Artificial Intelligence - Transformer (1)
Transformer
is a neural network architecture introduced in the 2017 Google research paper, “Attention is All You Need.” It has achieved groundbreaking results in the fields of natural language processing (NLP) and computer vision (CV). Modern language models like BERT
and GPT
are all based on the Transformer architecture.
In this article, we will explain the basic concepts and structure of the Transformer and provide a simple example code to help you understand it better.
🔍 What is a Transformer?
Unlike traditional Recurrent Neural Networks (RNNs) or Convolutional Neural Networks (CNNs), which are suitable for sequential data processing, Transformers leverage the Self-Attention mechanism. This allows them to perform parallel processing and effectively learn long-range dependencies.
Key Features
- Parallel Processing Capable: Transformers do not rely on sequential processing, allowing them to learn from large amounts of data quickly.
- Learning Long Dependencies: They can effectively learn relationships between distant words in a sentence, leading to more accurate context understanding.
- Flexible Structure: Comprising an Encoder and Decoder, the Transformer can be adapted for various tasks.
🏗️ Components of a Transformer
A Transformer is broadly composed of two parts: the Encoder and the Decoder.
1. Encoder
- Converts input sentences into internal representations.
- Composed of multiple identical layers, each consisting of Self-Attention and Feed-Forward Neural Networks.
2. Decoder
- Takes the output from the Encoder and generates the target output sequence.
- Similarly, it comprises multiple identical layers, each consisting of Self-Attention, Encoder-Decoder Attention, and Feed-Forward Neural Networks.
3. Self-Attention Mechanism
- Learns the relationships between words within an input sequence.
- Determines how each word should reference other words in the sentence, providing richer representations.
4. Multi-Head Attention
- Performs several Self-Attention operations in parallel to extract information from different representation spaces.
- Enables the model to learn diverse contextual information simultaneously.
5. Position Encoding
- Adds positional information to input sequences, which lack inherent order, allowing the model to recognize word sequences.
🧪 Example Code
Now, let’s look at a simple example of implementing a Transformer model using PyTorch.
Installing Required Libraries
pip install torch torchvision torchtext
Importing Libraries
import torch
import torch.nn as nn
import torch.optim as optim
from torchtext.datasets import Multi30k
from torchtext.data import Field, BucketIterator
Data Preprocessing
SRC = Field(tokenize="spacy", tokenizer_language="de", init_token='<sos>', eos_token='<eos>', lower=True)

### Questions to answer
**1)** According to the Transformer article, what is the title of the research paper that introduced the Transformer architecture?
**2)** Using the Transformer article, explain why Position Encoding is added to the input sequences.
The data below are separate material and are not part of the Transformer article.

### Data provided
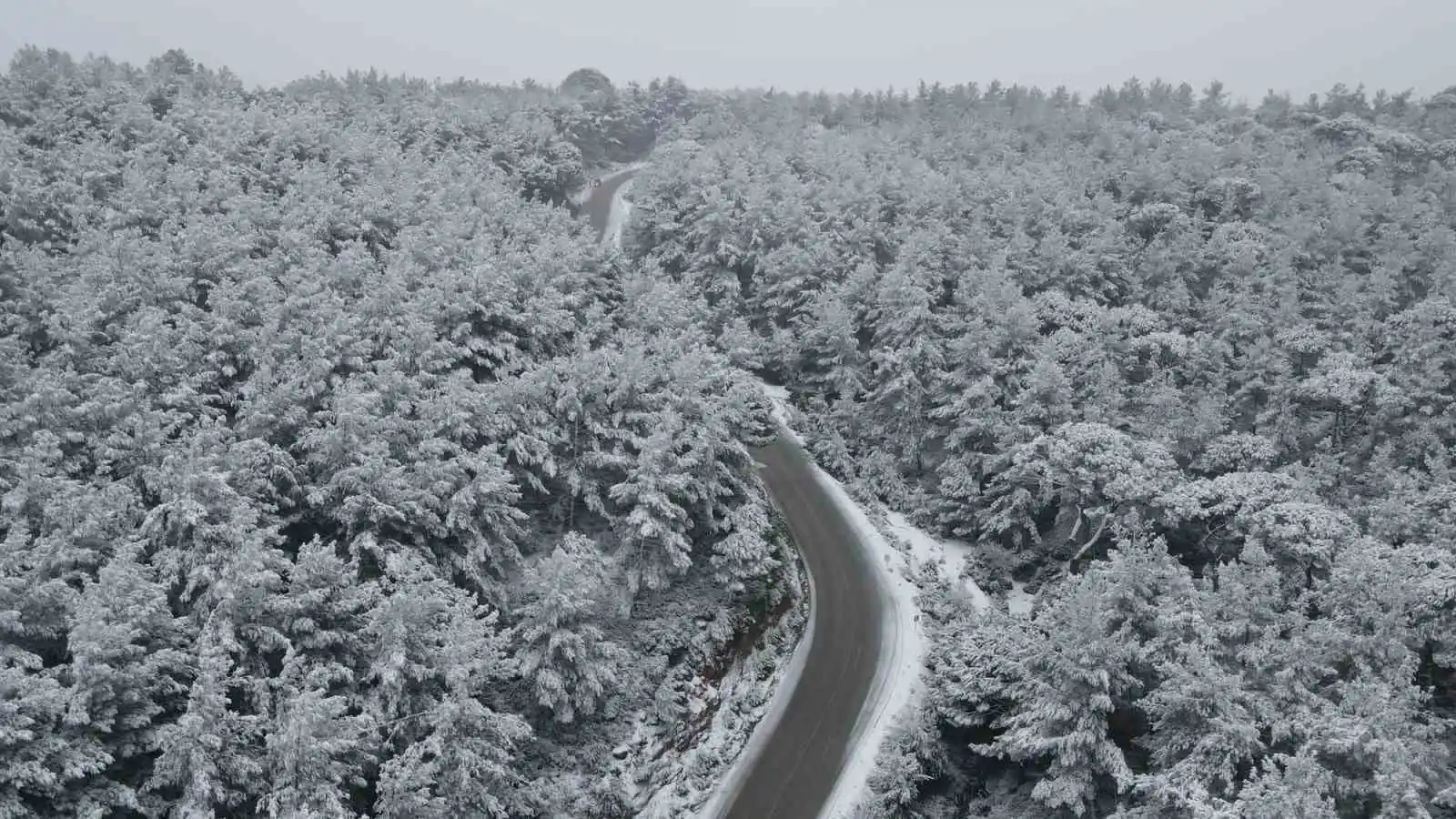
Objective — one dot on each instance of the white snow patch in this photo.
(618, 219)
(895, 685)
(666, 784)
(1018, 601)
(784, 413)
(926, 550)
(768, 720)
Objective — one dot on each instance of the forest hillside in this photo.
(1184, 366)
(342, 471)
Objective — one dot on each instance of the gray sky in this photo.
(1296, 46)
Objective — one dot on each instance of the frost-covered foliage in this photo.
(341, 472)
(1193, 361)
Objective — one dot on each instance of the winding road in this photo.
(800, 763)
(597, 208)
(794, 770)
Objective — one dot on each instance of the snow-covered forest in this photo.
(344, 471)
(339, 470)
(1186, 366)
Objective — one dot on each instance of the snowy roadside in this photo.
(895, 687)
(905, 554)
(669, 783)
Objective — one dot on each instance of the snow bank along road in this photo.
(599, 203)
(794, 771)
(797, 767)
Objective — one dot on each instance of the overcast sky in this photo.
(1299, 46)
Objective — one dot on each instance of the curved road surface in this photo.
(798, 765)
(599, 205)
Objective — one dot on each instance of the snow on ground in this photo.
(897, 682)
(666, 783)
(1018, 601)
(926, 550)
(784, 413)
(768, 720)
(621, 208)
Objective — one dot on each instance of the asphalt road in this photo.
(798, 765)
(599, 201)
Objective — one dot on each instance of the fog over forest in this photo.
(344, 470)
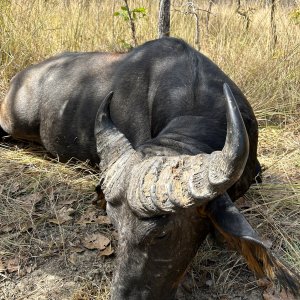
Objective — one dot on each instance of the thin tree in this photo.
(273, 26)
(133, 34)
(164, 18)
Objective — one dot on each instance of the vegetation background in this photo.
(43, 204)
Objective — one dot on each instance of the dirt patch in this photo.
(57, 243)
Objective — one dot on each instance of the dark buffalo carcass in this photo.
(177, 142)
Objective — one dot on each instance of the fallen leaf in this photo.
(12, 265)
(91, 216)
(7, 228)
(78, 249)
(73, 259)
(263, 282)
(2, 266)
(62, 216)
(28, 202)
(15, 187)
(25, 226)
(271, 294)
(67, 202)
(96, 241)
(107, 251)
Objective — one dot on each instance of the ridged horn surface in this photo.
(163, 184)
(115, 153)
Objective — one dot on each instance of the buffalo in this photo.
(176, 143)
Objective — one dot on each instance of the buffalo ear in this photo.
(103, 114)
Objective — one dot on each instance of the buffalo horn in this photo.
(163, 184)
(115, 153)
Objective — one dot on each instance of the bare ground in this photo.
(57, 243)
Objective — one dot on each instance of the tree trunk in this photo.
(164, 18)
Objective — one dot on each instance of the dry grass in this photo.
(33, 30)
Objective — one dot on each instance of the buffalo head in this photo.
(163, 206)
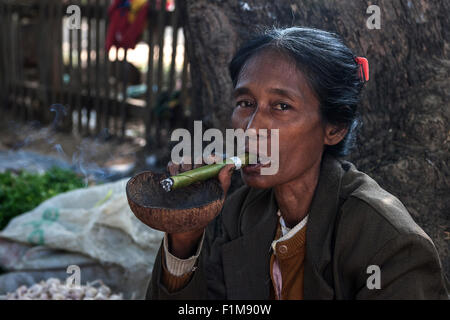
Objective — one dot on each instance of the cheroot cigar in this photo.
(202, 173)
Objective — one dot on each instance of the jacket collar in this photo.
(246, 259)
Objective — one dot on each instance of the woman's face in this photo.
(271, 93)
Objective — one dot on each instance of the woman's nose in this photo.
(257, 120)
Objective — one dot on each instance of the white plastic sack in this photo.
(96, 222)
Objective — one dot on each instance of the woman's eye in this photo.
(244, 104)
(282, 106)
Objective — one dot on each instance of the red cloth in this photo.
(121, 33)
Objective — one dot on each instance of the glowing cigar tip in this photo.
(167, 184)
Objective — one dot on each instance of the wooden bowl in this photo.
(179, 210)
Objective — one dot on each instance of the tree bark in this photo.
(405, 137)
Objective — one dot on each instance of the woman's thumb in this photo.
(225, 177)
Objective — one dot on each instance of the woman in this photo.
(318, 228)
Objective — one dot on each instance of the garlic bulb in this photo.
(54, 289)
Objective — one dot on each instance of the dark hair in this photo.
(329, 66)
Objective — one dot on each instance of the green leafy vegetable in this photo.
(24, 191)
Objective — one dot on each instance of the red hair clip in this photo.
(363, 68)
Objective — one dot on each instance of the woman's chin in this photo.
(257, 181)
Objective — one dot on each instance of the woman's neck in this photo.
(294, 197)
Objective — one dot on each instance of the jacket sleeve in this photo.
(409, 268)
(209, 269)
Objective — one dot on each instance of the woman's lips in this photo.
(256, 168)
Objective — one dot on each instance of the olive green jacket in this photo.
(353, 224)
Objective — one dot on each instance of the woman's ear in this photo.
(334, 134)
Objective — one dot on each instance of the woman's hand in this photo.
(183, 245)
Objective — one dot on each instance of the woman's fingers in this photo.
(173, 168)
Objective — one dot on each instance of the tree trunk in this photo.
(404, 141)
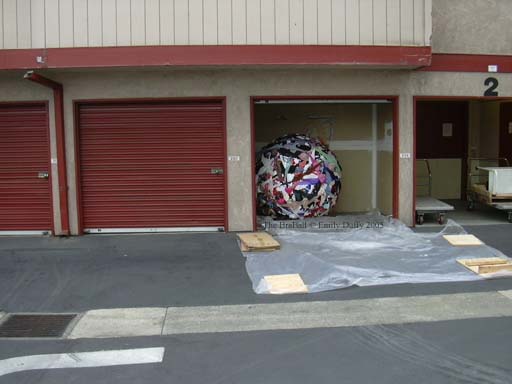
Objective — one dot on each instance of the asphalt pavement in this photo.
(202, 277)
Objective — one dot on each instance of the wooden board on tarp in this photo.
(463, 240)
(487, 265)
(283, 284)
(257, 241)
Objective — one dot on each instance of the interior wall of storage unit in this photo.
(348, 129)
(482, 123)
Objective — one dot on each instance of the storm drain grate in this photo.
(20, 325)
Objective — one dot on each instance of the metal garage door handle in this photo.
(216, 171)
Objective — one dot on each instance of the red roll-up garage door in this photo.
(151, 165)
(25, 191)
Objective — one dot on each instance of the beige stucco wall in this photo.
(238, 86)
(472, 26)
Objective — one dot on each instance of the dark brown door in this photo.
(155, 164)
(506, 131)
(25, 194)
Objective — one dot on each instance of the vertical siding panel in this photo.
(123, 23)
(310, 22)
(210, 22)
(138, 22)
(419, 22)
(167, 22)
(338, 22)
(108, 17)
(253, 22)
(324, 22)
(379, 23)
(181, 22)
(282, 22)
(393, 22)
(152, 22)
(66, 23)
(366, 22)
(353, 22)
(297, 22)
(94, 21)
(80, 24)
(224, 22)
(9, 24)
(24, 24)
(268, 26)
(196, 22)
(428, 22)
(239, 21)
(52, 23)
(407, 22)
(2, 22)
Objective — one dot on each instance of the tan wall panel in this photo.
(366, 22)
(310, 22)
(253, 22)
(10, 28)
(94, 25)
(24, 24)
(380, 23)
(109, 28)
(324, 22)
(167, 22)
(338, 23)
(225, 22)
(181, 22)
(123, 23)
(407, 22)
(195, 12)
(239, 22)
(353, 20)
(138, 22)
(268, 26)
(210, 22)
(198, 22)
(66, 24)
(282, 22)
(297, 22)
(80, 25)
(152, 22)
(393, 21)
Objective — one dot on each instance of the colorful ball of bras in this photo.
(296, 177)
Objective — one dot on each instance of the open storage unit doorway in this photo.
(361, 131)
(459, 141)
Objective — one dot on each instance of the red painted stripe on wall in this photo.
(442, 62)
(409, 57)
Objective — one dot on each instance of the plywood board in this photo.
(487, 265)
(463, 240)
(282, 284)
(258, 241)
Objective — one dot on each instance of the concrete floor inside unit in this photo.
(481, 215)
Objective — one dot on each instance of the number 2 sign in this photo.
(492, 83)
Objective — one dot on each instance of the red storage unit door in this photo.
(152, 164)
(25, 188)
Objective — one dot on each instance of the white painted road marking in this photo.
(82, 360)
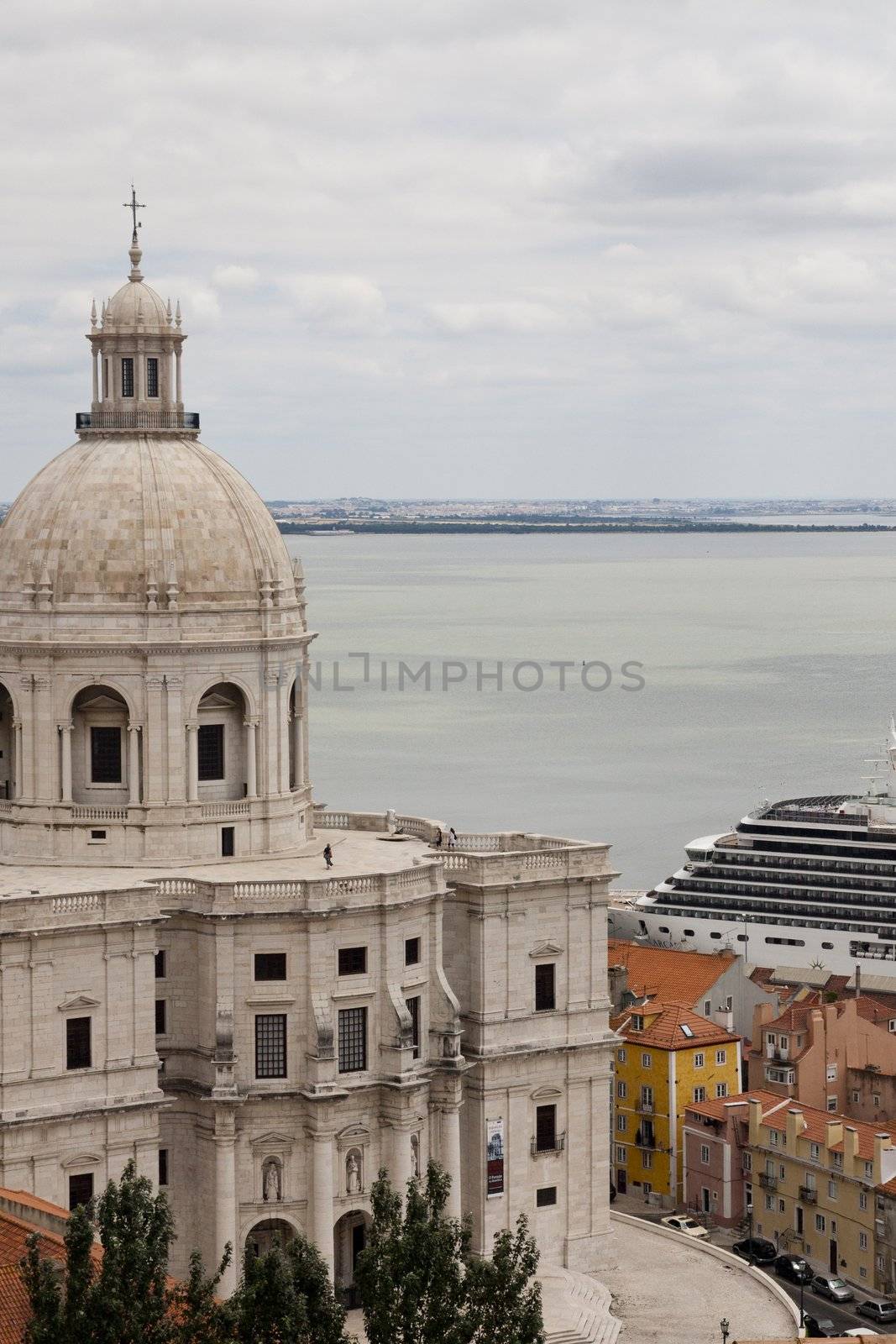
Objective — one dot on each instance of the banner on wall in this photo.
(495, 1156)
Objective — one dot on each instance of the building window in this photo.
(80, 1189)
(352, 1041)
(352, 961)
(546, 1129)
(270, 965)
(105, 756)
(270, 1045)
(211, 750)
(78, 1043)
(414, 1008)
(544, 991)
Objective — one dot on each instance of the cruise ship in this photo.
(805, 882)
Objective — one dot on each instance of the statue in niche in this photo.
(354, 1183)
(271, 1186)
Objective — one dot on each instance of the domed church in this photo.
(183, 979)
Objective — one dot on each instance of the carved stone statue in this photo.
(273, 1189)
(354, 1173)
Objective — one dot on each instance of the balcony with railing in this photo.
(183, 423)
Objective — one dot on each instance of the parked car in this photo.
(832, 1287)
(878, 1310)
(757, 1249)
(793, 1268)
(820, 1328)
(681, 1223)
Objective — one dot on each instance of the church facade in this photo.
(183, 978)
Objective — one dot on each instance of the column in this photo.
(65, 732)
(322, 1195)
(226, 1195)
(192, 763)
(134, 764)
(251, 759)
(450, 1158)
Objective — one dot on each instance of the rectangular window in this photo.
(270, 1045)
(352, 961)
(270, 965)
(211, 750)
(78, 1043)
(80, 1189)
(414, 1008)
(352, 1039)
(546, 1129)
(105, 756)
(544, 991)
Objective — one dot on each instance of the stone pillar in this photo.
(251, 759)
(65, 734)
(134, 764)
(192, 763)
(322, 1195)
(450, 1158)
(226, 1194)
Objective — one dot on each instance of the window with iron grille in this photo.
(544, 987)
(105, 756)
(270, 965)
(546, 1129)
(211, 752)
(80, 1189)
(270, 1045)
(352, 1041)
(78, 1043)
(352, 961)
(414, 1008)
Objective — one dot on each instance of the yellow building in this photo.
(815, 1187)
(668, 1058)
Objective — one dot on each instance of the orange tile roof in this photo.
(667, 974)
(664, 1023)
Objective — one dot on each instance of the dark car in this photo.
(820, 1328)
(878, 1310)
(793, 1268)
(757, 1249)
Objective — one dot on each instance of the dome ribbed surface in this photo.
(110, 512)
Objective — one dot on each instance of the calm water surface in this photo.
(770, 667)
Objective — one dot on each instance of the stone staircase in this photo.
(577, 1308)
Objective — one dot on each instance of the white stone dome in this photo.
(117, 514)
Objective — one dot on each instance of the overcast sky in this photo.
(469, 248)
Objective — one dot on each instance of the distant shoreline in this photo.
(481, 528)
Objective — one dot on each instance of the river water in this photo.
(768, 665)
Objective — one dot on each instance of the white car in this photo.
(681, 1223)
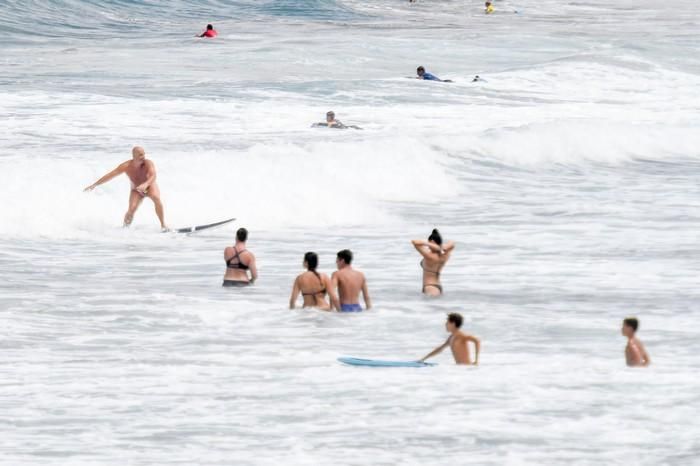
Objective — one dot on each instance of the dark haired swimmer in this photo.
(142, 174)
(331, 122)
(435, 256)
(458, 342)
(349, 283)
(422, 74)
(239, 261)
(313, 286)
(210, 32)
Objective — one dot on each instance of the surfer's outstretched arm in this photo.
(114, 173)
(436, 351)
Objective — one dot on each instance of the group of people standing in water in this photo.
(341, 291)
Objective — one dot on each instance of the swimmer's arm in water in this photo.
(477, 347)
(420, 246)
(151, 177)
(116, 172)
(295, 294)
(253, 266)
(328, 283)
(365, 294)
(647, 361)
(437, 350)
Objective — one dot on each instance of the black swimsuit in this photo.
(437, 275)
(238, 265)
(322, 291)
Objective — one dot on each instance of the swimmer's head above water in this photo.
(344, 258)
(454, 321)
(630, 326)
(311, 261)
(435, 237)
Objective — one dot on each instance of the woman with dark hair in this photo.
(435, 256)
(239, 261)
(313, 286)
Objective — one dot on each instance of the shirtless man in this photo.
(458, 342)
(635, 354)
(142, 174)
(349, 283)
(331, 122)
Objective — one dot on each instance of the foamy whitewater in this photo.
(569, 180)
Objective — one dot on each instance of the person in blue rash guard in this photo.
(422, 74)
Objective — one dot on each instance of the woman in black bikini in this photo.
(239, 261)
(313, 286)
(435, 256)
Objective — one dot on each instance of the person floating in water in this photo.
(422, 74)
(349, 283)
(435, 256)
(313, 286)
(142, 174)
(458, 342)
(331, 122)
(635, 354)
(210, 32)
(239, 261)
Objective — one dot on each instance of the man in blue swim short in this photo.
(349, 283)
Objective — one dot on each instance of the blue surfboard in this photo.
(196, 228)
(380, 363)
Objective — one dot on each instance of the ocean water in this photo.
(568, 180)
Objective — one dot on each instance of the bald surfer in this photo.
(142, 174)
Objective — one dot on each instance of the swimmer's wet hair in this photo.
(345, 255)
(456, 319)
(631, 322)
(436, 237)
(311, 259)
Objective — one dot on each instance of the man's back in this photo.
(350, 283)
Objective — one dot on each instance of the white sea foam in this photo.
(568, 179)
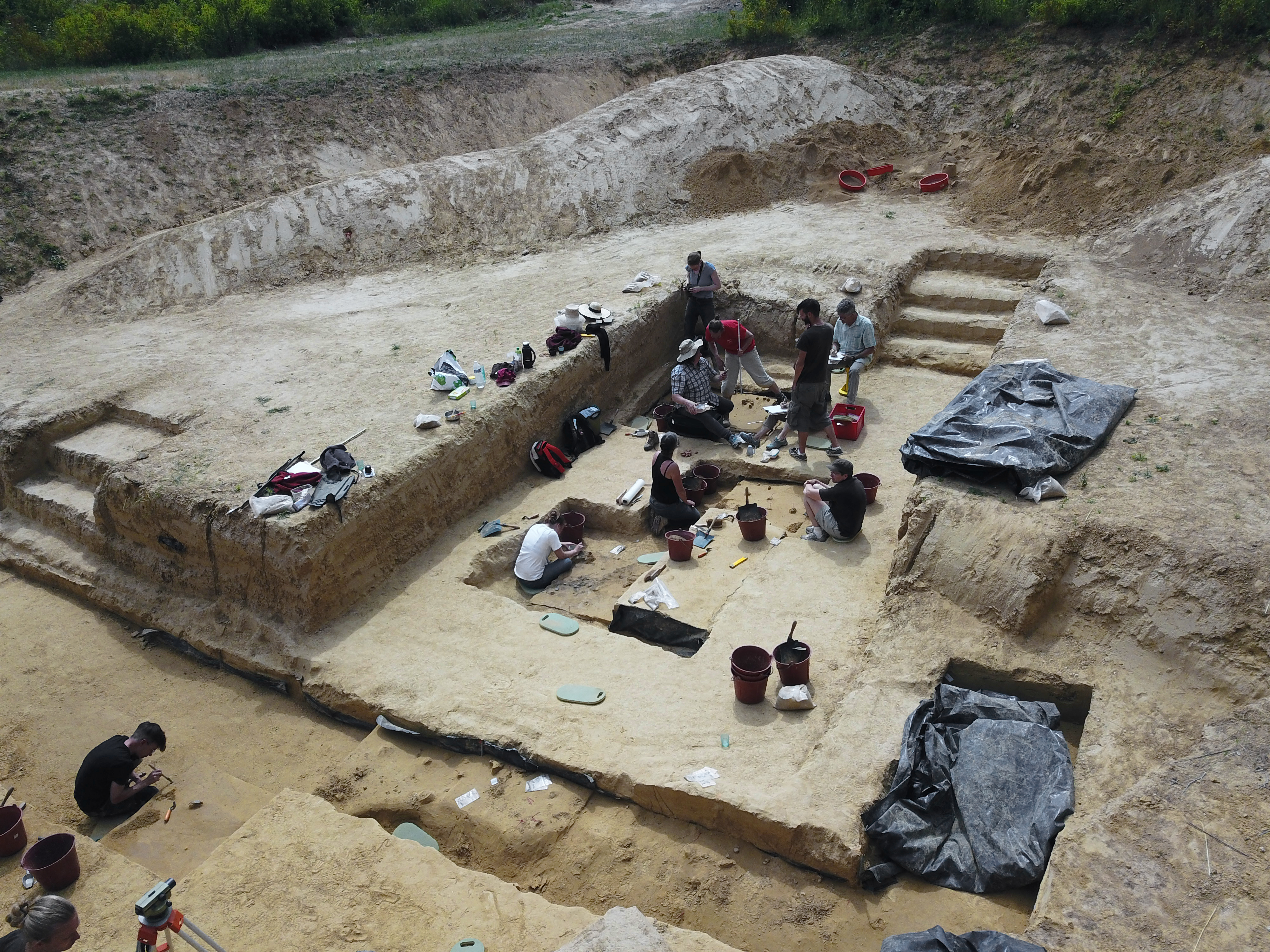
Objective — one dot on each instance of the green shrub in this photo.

### Answer set
**1)** "Attention is All You Need"

**2)** The input sequences have no inherent order. Position Encoding adds positional information to them so that the model can recognize word sequences.